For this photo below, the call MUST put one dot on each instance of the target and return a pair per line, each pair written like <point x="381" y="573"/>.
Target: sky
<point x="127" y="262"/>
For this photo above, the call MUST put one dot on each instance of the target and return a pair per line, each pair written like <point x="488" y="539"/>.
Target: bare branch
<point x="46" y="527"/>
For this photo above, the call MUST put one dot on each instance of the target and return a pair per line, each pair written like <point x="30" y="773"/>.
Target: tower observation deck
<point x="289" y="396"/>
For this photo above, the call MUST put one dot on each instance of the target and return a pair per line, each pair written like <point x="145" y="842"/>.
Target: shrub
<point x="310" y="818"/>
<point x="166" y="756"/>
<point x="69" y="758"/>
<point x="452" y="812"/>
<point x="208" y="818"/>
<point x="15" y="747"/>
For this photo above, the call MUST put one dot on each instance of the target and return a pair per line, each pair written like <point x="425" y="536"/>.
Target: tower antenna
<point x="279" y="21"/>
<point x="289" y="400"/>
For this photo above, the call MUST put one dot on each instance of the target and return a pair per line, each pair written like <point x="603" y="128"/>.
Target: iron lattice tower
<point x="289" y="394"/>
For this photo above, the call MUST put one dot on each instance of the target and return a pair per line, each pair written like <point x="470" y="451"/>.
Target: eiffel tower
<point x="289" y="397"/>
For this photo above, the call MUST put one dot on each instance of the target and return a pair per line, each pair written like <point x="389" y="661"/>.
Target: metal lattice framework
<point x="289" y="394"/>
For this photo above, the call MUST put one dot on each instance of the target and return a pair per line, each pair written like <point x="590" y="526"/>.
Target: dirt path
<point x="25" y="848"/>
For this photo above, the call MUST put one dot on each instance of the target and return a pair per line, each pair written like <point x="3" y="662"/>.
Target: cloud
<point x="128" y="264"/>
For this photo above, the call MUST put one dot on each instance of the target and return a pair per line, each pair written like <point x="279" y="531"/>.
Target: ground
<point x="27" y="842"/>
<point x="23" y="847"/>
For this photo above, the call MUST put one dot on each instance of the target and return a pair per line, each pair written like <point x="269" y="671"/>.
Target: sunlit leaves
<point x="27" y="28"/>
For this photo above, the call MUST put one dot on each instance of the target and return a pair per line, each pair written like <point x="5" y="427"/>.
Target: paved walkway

◇ ◇ ◇ ◇ ◇

| Instructions to follow |
Give back the material exactly as it is shown above.

| Response |
For this photo below, the call MUST put one dot on each instance of the target and return a pair per line, each pair written like <point x="381" y="573"/>.
Target: sky
<point x="127" y="262"/>
For this photo above, the call MUST put one dot on each instance of the target and return a pair per line, each pair written like <point x="488" y="539"/>.
Target: bare branch
<point x="46" y="527"/>
For this photo above, the call MUST put one dot on each instance of the target and return a pair per line, each pair written like <point x="30" y="773"/>.
Target: tower observation deck
<point x="289" y="396"/>
For this photo above, the call MUST put one dot on each instance of the target and return a pair per line, each pair written like <point x="145" y="842"/>.
Target: shrub
<point x="310" y="818"/>
<point x="166" y="756"/>
<point x="69" y="758"/>
<point x="452" y="812"/>
<point x="208" y="818"/>
<point x="15" y="747"/>
For this photo above, the call MUST put one dot on each instance of the target and return a pair per line, each pair written like <point x="425" y="536"/>.
Target: tower antenna
<point x="279" y="21"/>
<point x="289" y="400"/>
For this photo above, the call MUST put one dot on each instance of the target and return a pair per line, each pair written like <point x="603" y="128"/>.
Target: iron lattice tower
<point x="289" y="394"/>
For this photo above, the call MUST put one dot on each instance of the target and return a pair per line, each pair written like <point x="470" y="451"/>.
Target: eiffel tower
<point x="289" y="397"/>
For this photo above, the call MUST put one dot on each instance of the target and return a pair per line, each pair written like <point x="389" y="661"/>.
Target: metal lattice framework
<point x="289" y="394"/>
For this photo above, the call MUST put one dot on each instance of the target and return a pair per line, each pair written like <point x="590" y="526"/>.
Target: dirt path
<point x="25" y="848"/>
For this photo above, the call MUST put one dot on each instance of the target and return a pair per line, each pair written like <point x="3" y="662"/>.
Target: cloud
<point x="128" y="264"/>
For this photo above, the call MUST put one dot on each instance of the target and return a pair per line, each pair written like <point x="279" y="531"/>.
Target: ground
<point x="27" y="842"/>
<point x="23" y="847"/>
For this photo above, the call MUST put one dot on each instance of the target and return a pair per line, each pair written like <point x="269" y="671"/>.
Target: sunlit leaves
<point x="27" y="28"/>
For this photo above, the call MUST put one dot on each instance of the target and return a pair per line, each pair written like <point x="5" y="427"/>.
Target: paved walkway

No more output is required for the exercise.